** Begin Records provided **

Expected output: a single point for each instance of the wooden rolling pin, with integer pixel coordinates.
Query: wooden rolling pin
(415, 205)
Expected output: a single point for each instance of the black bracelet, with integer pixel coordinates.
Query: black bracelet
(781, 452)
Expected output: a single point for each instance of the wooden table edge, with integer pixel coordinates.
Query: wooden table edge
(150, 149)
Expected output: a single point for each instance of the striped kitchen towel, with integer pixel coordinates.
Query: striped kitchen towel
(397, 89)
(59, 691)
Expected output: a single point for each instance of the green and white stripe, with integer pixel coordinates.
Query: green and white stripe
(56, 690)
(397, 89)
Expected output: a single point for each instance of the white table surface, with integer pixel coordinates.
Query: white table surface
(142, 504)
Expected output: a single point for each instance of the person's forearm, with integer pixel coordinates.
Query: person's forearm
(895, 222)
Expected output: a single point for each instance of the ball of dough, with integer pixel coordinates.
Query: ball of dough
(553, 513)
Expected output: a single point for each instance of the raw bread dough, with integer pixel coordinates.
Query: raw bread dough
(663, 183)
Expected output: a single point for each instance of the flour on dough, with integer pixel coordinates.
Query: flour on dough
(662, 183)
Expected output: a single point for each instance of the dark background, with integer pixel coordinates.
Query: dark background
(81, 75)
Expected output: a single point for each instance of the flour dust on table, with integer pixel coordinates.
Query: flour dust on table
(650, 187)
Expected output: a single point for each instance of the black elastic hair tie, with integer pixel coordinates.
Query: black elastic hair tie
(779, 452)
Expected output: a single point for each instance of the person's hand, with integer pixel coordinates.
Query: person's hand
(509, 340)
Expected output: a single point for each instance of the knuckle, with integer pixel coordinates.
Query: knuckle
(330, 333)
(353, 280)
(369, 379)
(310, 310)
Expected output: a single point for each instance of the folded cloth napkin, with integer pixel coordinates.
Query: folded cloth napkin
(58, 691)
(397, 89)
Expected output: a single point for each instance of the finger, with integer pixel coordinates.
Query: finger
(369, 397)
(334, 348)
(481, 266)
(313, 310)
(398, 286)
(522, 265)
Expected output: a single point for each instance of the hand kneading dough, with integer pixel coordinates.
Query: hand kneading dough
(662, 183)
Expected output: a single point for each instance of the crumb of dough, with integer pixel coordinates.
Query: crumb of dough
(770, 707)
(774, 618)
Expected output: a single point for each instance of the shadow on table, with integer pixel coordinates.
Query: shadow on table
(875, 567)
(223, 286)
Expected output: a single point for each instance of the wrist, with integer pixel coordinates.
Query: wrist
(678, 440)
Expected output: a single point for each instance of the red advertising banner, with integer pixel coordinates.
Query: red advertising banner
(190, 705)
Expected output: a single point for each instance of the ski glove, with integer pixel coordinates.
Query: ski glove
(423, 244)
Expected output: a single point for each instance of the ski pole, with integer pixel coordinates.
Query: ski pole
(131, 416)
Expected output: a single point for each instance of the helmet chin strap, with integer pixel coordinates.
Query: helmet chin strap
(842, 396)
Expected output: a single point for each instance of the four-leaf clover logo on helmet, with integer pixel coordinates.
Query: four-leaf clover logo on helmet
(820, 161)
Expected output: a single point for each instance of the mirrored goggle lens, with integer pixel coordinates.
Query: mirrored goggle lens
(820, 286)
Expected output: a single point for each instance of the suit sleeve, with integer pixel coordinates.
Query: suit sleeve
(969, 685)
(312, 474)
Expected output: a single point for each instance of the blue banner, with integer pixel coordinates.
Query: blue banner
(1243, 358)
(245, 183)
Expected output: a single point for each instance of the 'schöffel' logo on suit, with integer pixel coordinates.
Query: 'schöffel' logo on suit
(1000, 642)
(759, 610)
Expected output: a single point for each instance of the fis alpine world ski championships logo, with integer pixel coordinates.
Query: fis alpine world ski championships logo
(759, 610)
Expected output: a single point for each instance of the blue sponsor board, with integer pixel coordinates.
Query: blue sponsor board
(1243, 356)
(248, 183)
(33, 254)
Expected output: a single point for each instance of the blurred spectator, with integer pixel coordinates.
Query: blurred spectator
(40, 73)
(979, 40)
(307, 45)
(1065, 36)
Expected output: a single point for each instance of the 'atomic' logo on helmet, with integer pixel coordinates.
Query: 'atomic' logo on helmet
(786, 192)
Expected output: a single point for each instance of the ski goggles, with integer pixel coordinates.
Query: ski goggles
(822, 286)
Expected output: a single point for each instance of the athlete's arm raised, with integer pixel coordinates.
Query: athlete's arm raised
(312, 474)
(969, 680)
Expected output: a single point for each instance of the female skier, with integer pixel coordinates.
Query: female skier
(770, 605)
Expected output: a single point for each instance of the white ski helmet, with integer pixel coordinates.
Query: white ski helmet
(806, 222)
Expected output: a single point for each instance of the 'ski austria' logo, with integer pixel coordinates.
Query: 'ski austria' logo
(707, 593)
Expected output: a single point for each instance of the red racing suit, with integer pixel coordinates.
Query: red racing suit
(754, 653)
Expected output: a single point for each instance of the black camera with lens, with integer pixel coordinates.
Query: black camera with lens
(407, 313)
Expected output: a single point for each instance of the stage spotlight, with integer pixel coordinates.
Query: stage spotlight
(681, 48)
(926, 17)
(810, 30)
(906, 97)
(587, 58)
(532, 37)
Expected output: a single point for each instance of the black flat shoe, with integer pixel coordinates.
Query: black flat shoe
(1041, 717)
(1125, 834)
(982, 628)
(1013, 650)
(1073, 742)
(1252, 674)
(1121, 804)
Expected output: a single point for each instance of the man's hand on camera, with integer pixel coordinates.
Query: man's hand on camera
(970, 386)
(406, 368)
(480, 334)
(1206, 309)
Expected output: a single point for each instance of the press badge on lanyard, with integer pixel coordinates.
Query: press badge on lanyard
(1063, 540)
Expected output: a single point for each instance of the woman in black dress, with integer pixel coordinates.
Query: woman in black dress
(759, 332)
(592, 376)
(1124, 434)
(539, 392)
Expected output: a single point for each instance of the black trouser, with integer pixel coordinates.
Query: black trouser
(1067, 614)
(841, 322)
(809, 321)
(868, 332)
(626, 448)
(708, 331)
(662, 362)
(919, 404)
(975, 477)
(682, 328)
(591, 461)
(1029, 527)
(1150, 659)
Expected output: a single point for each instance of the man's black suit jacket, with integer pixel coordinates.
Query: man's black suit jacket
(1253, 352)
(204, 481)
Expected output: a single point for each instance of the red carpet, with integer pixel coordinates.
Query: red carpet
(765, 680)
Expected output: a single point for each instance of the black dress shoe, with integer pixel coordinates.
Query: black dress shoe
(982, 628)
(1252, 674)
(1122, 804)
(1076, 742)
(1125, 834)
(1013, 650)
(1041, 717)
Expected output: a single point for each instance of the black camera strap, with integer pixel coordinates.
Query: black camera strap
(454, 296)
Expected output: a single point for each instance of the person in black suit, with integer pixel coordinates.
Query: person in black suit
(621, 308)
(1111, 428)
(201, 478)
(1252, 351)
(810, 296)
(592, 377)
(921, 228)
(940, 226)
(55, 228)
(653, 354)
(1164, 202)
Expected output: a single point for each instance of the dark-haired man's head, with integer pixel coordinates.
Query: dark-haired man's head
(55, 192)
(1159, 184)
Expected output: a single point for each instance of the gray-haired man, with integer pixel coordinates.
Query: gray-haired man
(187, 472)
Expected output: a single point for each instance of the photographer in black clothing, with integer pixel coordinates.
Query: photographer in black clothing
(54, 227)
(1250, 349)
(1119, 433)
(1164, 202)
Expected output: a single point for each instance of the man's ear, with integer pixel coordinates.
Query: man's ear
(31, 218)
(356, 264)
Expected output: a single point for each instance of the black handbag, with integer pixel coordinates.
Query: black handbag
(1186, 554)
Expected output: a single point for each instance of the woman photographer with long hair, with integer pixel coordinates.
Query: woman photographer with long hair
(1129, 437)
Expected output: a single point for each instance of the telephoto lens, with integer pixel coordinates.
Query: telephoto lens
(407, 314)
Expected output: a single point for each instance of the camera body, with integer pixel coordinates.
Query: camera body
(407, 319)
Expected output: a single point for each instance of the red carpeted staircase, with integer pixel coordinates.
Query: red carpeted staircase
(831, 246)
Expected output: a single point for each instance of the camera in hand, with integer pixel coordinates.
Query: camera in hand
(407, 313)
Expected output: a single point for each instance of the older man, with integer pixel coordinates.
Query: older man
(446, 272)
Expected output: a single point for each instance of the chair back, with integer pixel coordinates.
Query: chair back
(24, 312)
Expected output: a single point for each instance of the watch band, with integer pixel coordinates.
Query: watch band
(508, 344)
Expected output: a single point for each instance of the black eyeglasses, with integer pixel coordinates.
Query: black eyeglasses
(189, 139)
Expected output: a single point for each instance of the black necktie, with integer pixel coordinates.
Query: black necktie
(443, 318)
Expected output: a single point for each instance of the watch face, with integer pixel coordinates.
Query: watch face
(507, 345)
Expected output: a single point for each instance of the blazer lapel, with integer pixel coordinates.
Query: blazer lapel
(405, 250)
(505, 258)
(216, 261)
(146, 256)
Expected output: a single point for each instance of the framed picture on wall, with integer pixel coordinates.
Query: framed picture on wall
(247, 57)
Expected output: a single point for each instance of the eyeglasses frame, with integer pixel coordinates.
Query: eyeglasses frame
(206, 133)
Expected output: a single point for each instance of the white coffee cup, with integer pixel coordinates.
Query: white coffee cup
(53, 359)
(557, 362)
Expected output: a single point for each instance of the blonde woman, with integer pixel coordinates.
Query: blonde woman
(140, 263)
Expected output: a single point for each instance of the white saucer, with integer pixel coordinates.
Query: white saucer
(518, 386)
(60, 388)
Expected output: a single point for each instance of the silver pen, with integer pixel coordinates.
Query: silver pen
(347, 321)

** End Records provided **

* Objective:
Repeat, with no changes, each line from the one with "frame, with integer pixel coordinates." to the end of the listing, including both ends and nothing else.

* Full answer:
Expected output: a single point for each instance of the eyeglasses frame, with integer pixel coordinates.
Query: eyeglasses frame
(206, 133)
Expected output: a single point for each instance of the white coffee cup, with integer pixel coordinates.
Query: white coffee cup
(53, 359)
(557, 362)
Expected output: a single point for each instance of the blonde woman, with integer pixel coordinates.
Query: blonde woman
(140, 263)
Expected output: a single point for each instance of the white saucer, with integer pixel coordinates.
Query: white saucer
(518, 386)
(60, 388)
Expected output: a single point for each instance of the silver pen, with integer pixel coordinates.
Query: silver pen
(347, 321)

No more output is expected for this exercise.